• [PROVIDED DATA]:
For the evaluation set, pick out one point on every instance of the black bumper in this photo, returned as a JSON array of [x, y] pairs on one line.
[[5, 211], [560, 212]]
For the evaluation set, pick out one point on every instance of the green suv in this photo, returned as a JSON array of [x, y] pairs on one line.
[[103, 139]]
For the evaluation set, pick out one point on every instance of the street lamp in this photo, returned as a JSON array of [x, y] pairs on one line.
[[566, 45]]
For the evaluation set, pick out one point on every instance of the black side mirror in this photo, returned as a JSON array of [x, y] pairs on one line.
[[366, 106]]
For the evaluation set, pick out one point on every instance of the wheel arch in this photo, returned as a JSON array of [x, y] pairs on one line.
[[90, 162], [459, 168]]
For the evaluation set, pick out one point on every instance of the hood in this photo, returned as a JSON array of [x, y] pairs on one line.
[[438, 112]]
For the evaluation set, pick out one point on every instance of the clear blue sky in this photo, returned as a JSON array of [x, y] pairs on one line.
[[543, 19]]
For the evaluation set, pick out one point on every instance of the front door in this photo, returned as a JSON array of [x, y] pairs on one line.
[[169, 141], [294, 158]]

---

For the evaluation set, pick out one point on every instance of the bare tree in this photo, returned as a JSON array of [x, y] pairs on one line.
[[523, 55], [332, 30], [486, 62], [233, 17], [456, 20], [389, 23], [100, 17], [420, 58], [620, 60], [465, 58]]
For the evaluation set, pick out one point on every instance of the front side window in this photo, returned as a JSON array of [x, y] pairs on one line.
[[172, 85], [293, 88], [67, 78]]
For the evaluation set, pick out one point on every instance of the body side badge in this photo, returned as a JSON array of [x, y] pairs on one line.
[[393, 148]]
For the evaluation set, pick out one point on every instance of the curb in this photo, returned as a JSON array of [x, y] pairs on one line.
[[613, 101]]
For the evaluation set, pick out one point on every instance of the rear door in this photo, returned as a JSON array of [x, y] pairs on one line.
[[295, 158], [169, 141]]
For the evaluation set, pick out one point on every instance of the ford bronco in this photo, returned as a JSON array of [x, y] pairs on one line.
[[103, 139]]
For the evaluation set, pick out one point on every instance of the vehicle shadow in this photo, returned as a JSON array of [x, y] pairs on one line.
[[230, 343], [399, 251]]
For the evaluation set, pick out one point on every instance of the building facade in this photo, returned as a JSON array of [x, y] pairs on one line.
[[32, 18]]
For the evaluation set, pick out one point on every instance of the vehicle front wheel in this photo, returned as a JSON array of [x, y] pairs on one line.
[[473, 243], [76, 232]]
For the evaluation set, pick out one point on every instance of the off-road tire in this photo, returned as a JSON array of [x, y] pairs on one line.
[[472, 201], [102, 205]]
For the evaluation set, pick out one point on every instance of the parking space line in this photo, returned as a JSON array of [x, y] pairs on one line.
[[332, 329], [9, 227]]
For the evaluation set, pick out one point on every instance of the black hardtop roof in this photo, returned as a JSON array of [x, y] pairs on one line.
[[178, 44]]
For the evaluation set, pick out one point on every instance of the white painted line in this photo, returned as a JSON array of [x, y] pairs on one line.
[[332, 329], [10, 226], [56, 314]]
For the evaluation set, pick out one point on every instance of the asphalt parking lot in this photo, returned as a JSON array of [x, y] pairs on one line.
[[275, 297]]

---

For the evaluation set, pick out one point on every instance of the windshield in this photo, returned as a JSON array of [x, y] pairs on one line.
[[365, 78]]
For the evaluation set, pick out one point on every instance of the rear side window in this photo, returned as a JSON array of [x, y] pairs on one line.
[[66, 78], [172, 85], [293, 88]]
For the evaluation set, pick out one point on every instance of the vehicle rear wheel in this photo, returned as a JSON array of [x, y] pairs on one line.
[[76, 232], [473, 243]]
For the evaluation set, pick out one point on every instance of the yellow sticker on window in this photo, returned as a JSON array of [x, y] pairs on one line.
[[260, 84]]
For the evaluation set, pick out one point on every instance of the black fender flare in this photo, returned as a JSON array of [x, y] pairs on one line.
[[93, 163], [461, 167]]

• [WRITTEN PROBLEM]:
Give back the lines between the one containing "of the hood" and the one containing "[[169, 141], [294, 158]]", inclusive, with "evaluation set" swapped for "validation set" and nothing else altered. Return only those lines.

• [COMPLETE OUTPUT]:
For the validation set, pick out one point on every instance of the hood in this photo, returned as a JSON array of [x, y] pairs on one line.
[[438, 112]]
For the validation set, pick out one point on every instance of the clear blue sky in this photo, returned as a JSON array of [x, y] pairs on one line.
[[543, 19]]
For the validation set, pick out one point on every instance of the front door in this photo, returned as a JSON array of [x, y] pairs on one line.
[[169, 141], [294, 158]]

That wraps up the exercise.